* Try it *
Take every line containing "langur" out of the records.

:: Information ::

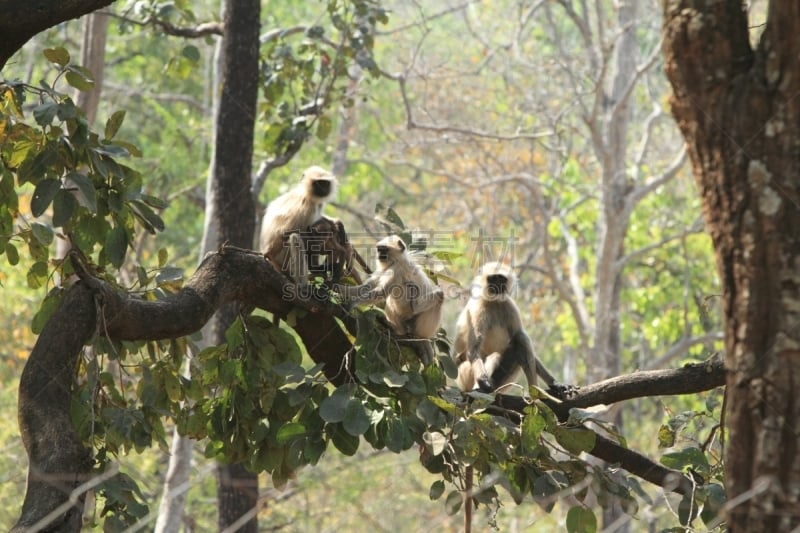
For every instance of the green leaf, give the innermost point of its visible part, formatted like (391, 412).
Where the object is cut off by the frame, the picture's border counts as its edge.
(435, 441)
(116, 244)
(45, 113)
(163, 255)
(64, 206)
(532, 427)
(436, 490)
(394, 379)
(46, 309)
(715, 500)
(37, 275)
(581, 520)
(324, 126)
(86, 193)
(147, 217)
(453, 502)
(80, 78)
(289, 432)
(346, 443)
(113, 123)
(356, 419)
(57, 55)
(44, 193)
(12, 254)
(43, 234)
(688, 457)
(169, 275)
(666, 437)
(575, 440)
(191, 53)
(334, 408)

:::
:: Information ::

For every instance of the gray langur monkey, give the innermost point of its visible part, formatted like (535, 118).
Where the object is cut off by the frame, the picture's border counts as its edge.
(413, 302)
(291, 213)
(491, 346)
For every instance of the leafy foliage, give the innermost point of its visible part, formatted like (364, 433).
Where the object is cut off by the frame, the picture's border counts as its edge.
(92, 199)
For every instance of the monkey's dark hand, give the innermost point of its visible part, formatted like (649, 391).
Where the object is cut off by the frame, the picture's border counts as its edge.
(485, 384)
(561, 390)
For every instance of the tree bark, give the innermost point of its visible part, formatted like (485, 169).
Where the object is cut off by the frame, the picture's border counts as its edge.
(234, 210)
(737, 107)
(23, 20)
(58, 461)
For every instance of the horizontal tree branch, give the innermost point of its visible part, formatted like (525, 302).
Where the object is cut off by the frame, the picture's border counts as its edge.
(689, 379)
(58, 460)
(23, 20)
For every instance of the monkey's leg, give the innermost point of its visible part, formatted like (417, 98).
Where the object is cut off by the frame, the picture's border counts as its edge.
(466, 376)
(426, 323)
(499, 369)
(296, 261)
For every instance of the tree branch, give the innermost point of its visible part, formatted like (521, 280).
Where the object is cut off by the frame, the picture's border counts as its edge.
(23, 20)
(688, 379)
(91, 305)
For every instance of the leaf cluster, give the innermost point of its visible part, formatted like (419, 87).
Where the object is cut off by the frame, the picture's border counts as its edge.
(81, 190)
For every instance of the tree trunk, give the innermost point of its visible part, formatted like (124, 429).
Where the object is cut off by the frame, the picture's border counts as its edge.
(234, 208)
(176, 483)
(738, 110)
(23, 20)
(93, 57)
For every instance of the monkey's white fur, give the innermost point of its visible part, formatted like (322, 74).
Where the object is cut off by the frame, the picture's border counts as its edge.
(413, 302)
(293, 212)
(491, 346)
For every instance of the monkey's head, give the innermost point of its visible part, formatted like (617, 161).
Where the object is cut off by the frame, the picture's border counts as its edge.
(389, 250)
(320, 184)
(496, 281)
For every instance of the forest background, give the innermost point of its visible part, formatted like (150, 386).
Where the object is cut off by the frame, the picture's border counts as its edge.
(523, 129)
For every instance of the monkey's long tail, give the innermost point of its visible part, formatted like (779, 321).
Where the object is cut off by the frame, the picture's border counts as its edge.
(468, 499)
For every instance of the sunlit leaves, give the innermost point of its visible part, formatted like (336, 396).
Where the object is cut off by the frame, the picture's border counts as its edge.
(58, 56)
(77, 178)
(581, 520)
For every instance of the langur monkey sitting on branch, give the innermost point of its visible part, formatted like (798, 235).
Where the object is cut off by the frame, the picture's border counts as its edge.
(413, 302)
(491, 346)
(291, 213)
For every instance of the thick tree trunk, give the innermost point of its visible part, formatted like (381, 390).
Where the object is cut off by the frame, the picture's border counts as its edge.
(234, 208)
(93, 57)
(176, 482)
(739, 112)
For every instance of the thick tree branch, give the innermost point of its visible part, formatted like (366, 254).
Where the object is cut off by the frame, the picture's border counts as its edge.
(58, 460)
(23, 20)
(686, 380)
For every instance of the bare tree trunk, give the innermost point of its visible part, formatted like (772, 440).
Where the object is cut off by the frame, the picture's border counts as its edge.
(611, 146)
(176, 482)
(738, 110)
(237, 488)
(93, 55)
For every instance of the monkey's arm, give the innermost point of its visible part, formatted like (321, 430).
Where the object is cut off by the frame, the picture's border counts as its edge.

:::

* Answer space *
For every instance of the gray langur monkey, give the innermost point of its visible part, formatted like (535, 118).
For every instance of the langur monkey sitting on branch, give the innermost point of its visible part, formatted like (798, 235).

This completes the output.